§ **The data**:
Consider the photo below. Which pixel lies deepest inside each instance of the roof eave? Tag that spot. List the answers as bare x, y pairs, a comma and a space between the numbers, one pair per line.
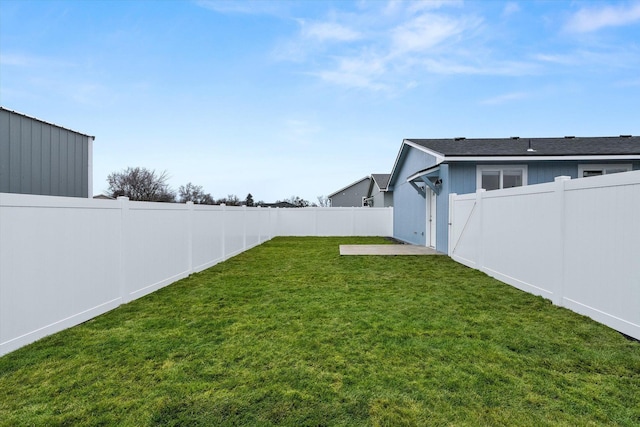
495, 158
--
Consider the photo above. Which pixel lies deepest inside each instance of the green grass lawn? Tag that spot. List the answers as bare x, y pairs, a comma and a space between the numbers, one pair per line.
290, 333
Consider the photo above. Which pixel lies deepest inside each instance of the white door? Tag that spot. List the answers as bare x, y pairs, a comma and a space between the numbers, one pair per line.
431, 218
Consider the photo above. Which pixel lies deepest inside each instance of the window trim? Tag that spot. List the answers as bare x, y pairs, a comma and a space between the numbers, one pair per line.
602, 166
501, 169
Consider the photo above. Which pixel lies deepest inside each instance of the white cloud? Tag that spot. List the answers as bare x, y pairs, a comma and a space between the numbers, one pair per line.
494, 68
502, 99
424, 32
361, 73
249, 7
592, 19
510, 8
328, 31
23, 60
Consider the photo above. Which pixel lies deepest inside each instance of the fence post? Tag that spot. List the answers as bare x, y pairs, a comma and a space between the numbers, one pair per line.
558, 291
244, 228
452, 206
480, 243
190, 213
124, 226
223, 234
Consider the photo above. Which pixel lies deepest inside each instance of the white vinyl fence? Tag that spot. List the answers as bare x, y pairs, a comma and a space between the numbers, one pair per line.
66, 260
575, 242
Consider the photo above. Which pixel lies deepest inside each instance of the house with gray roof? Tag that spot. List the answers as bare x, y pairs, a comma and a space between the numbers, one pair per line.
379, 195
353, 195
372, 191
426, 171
==
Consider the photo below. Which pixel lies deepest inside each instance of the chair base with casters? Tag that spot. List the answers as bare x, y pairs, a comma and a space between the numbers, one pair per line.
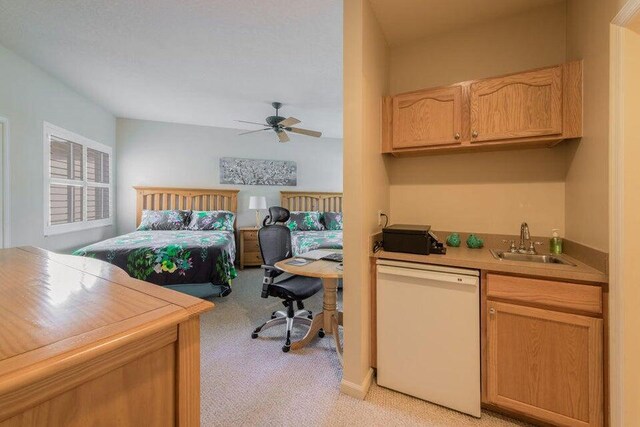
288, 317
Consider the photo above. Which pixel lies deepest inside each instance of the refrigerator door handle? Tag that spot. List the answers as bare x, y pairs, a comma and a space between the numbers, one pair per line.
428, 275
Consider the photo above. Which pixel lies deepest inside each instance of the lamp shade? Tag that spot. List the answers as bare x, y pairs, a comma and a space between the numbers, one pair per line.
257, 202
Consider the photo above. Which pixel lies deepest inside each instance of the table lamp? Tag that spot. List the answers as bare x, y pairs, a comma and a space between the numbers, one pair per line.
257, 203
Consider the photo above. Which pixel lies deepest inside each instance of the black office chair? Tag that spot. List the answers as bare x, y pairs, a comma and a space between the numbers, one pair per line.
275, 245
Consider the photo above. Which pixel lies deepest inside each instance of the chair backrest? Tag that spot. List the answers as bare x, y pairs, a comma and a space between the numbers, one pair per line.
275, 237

§ **Short problem**:
Copy out every line of the entries above that contains the word "fence".

§ **Reply to the exercise**:
Consider the photo above. Which pixel lies deepest inside each instance of the fence post? Tag that spot. List the answers as bare x, y pairs, a comma and a space between the numbers, one pair per line.
Consider the photo above. Which pixel lies deepest inside each instance of the white vinyl fence? Tag that spot. List the answers as bare x, y pairs, a comma and a space between the numbers, one pair per line.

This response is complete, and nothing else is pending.